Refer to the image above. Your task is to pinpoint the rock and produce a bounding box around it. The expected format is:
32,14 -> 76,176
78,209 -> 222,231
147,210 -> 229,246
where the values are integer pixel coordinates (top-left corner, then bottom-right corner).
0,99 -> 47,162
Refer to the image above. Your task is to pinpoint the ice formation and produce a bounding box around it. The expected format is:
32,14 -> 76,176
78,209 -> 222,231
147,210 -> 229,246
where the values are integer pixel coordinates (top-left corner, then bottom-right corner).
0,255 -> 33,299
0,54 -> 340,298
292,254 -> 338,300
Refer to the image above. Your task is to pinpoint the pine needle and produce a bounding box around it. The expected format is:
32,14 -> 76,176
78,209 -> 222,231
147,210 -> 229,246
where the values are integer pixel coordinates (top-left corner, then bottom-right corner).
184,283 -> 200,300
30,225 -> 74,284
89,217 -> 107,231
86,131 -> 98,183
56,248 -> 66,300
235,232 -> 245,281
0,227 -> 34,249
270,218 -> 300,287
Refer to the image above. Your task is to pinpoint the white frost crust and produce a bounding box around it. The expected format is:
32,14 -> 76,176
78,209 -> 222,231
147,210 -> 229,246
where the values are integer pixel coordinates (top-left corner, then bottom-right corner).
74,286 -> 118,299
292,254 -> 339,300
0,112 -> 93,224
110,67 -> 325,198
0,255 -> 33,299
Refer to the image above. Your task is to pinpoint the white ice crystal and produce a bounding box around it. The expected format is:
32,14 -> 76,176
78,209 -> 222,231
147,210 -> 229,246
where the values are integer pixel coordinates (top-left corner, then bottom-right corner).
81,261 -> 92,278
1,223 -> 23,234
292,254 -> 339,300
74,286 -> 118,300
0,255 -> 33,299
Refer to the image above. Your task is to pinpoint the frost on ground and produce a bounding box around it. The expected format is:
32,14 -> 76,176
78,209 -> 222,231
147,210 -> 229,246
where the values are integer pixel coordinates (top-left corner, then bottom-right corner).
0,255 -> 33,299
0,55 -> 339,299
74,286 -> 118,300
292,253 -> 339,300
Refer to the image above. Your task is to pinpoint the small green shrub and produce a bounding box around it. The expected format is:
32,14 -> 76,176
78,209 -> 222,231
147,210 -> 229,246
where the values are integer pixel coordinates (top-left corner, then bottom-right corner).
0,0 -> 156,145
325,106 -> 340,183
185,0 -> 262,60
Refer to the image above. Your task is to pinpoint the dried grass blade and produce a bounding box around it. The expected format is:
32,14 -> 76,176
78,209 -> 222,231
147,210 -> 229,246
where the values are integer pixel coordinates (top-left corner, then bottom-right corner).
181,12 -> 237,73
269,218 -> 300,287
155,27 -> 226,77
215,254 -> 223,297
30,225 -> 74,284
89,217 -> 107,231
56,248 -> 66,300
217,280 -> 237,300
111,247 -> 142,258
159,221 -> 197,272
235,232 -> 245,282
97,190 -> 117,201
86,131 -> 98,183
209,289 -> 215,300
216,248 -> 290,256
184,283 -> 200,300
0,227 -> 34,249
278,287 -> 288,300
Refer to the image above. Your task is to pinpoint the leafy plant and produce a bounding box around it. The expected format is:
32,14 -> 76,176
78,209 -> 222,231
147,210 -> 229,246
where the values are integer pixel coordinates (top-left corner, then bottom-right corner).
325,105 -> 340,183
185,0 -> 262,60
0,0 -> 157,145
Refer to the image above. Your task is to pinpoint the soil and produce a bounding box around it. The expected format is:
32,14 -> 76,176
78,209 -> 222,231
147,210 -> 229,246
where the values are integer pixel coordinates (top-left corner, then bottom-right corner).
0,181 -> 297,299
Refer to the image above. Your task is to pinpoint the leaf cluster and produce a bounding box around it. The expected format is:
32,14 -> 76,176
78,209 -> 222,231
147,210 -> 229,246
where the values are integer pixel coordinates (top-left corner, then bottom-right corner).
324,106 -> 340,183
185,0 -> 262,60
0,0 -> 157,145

## YOUR OBJECTIVE
Using the records above, find and show each line with the string "frost".

## SOLUTION TO THIS TASK
Refer to the image above. Your task is to pinpoint the white frost crust and produce a bounding box around it. The expected format is:
Refer to the image above. Your task is to pinpoint the frost on ground and produce a bounding box around it. The expected format is:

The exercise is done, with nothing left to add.